— ACTIVITY —
Every entry must be transcribed exactly as written.

--*--

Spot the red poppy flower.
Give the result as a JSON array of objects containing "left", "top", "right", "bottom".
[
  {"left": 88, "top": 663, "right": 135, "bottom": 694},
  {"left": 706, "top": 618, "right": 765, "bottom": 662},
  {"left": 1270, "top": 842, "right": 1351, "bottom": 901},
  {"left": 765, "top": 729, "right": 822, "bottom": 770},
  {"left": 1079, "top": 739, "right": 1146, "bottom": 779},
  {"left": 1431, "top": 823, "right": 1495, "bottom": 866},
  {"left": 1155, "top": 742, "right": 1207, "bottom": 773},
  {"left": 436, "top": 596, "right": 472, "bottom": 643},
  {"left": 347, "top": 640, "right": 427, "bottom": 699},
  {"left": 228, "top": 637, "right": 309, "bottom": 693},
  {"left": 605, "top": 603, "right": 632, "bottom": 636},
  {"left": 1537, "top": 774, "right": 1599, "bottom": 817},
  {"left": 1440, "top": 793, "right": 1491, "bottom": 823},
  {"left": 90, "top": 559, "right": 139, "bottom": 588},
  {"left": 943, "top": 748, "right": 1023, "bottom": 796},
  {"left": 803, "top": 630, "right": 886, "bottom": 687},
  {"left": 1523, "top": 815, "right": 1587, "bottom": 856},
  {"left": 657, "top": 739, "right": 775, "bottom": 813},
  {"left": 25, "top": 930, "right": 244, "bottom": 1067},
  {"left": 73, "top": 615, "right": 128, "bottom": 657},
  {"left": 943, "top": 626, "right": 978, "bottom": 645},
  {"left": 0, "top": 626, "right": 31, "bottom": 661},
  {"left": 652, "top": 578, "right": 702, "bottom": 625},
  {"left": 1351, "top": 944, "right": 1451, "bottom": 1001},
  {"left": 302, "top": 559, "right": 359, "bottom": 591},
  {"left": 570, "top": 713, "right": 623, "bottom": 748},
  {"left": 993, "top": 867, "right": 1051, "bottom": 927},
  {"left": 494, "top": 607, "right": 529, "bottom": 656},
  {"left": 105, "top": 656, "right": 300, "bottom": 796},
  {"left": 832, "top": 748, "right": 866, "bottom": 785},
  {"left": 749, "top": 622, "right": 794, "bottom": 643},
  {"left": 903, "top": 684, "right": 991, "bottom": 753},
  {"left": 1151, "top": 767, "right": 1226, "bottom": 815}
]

--*--

— WRITTEN ANSWER —
Spot the red poppy flower.
Give the result as a JSON array of objects containing "left", "top", "right", "bottom".
[
  {"left": 88, "top": 663, "right": 135, "bottom": 694},
  {"left": 706, "top": 618, "right": 765, "bottom": 662},
  {"left": 1270, "top": 842, "right": 1351, "bottom": 901},
  {"left": 765, "top": 729, "right": 822, "bottom": 770},
  {"left": 1079, "top": 739, "right": 1146, "bottom": 779},
  {"left": 1431, "top": 823, "right": 1495, "bottom": 866},
  {"left": 1155, "top": 742, "right": 1207, "bottom": 773},
  {"left": 436, "top": 596, "right": 472, "bottom": 643},
  {"left": 347, "top": 640, "right": 427, "bottom": 699},
  {"left": 228, "top": 637, "right": 309, "bottom": 693},
  {"left": 605, "top": 603, "right": 632, "bottom": 636},
  {"left": 1537, "top": 774, "right": 1599, "bottom": 817},
  {"left": 1440, "top": 793, "right": 1491, "bottom": 823},
  {"left": 90, "top": 559, "right": 139, "bottom": 588},
  {"left": 943, "top": 748, "right": 1023, "bottom": 796},
  {"left": 803, "top": 630, "right": 886, "bottom": 687},
  {"left": 1523, "top": 815, "right": 1587, "bottom": 856},
  {"left": 657, "top": 739, "right": 775, "bottom": 813},
  {"left": 25, "top": 930, "right": 244, "bottom": 1067},
  {"left": 73, "top": 615, "right": 128, "bottom": 657},
  {"left": 943, "top": 626, "right": 978, "bottom": 645},
  {"left": 0, "top": 626, "right": 31, "bottom": 661},
  {"left": 652, "top": 578, "right": 702, "bottom": 625},
  {"left": 1351, "top": 944, "right": 1451, "bottom": 1001},
  {"left": 302, "top": 559, "right": 359, "bottom": 591},
  {"left": 570, "top": 713, "right": 623, "bottom": 748},
  {"left": 993, "top": 867, "right": 1051, "bottom": 927},
  {"left": 494, "top": 607, "right": 529, "bottom": 656},
  {"left": 105, "top": 656, "right": 300, "bottom": 796},
  {"left": 832, "top": 748, "right": 866, "bottom": 785},
  {"left": 749, "top": 622, "right": 794, "bottom": 643},
  {"left": 903, "top": 684, "right": 991, "bottom": 753},
  {"left": 1151, "top": 767, "right": 1226, "bottom": 815}
]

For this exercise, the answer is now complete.